### SUPPLIED ENTRIES

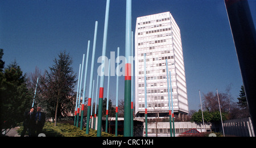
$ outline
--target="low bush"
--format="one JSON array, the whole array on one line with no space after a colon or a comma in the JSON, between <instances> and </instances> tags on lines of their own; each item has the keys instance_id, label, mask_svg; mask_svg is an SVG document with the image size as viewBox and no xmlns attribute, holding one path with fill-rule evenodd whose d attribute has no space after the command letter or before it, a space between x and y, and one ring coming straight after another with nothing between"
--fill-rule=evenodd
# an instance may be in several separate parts
<instances>
[{"instance_id":1,"label":"low bush","mask_svg":"<svg viewBox=\"0 0 256 148\"><path fill-rule=\"evenodd\" d=\"M23 130L23 126L20 126L20 128L18 132L20 134ZM90 129L88 134L86 134L85 128L82 130L80 130L80 128L75 126L69 123L57 123L56 126L54 126L54 123L51 122L46 122L42 133L45 134L46 137L96 137L97 130ZM102 137L114 137L114 134L101 132Z\"/></svg>"}]
</instances>

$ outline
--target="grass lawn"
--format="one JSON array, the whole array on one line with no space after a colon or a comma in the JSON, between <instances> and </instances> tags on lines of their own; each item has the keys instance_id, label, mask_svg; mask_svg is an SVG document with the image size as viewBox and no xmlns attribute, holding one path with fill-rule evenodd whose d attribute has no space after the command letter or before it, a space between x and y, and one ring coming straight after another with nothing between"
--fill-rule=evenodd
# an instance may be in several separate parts
<instances>
[{"instance_id":1,"label":"grass lawn","mask_svg":"<svg viewBox=\"0 0 256 148\"><path fill-rule=\"evenodd\" d=\"M20 134L23 129L23 126L18 132ZM45 134L46 137L97 137L97 130L90 129L88 134L85 133L85 128L80 130L80 128L75 126L69 123L57 123L56 126L54 126L54 123L46 122L42 133ZM114 134L108 134L104 132L101 132L102 137L114 137Z\"/></svg>"}]
</instances>

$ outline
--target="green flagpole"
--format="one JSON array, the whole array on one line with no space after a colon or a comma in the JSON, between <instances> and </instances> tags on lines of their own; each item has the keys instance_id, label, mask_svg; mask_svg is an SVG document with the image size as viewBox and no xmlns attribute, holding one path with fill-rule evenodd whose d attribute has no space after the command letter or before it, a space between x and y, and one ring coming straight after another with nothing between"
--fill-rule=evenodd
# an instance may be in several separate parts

######

**TASK GOAL**
How many lines in the entries above contain the string "target"? Reply with the number only.

**CORRECT ANSWER**
3